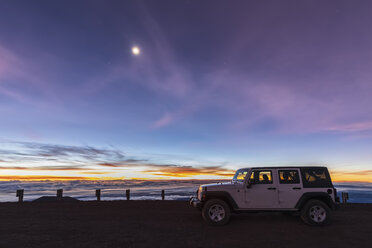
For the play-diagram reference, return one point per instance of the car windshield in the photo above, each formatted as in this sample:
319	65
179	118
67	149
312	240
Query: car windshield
240	175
__________________________________________________
_Work order_: Your copy should hold all the data word for word. It should hold no pictures.

_Written answer_:
For the play-diagram reference, return one point per instance of the car windshield in the photo above, each formatted as in this sample:
319	65
179	118
67	149
312	240
Query: car windshield
240	175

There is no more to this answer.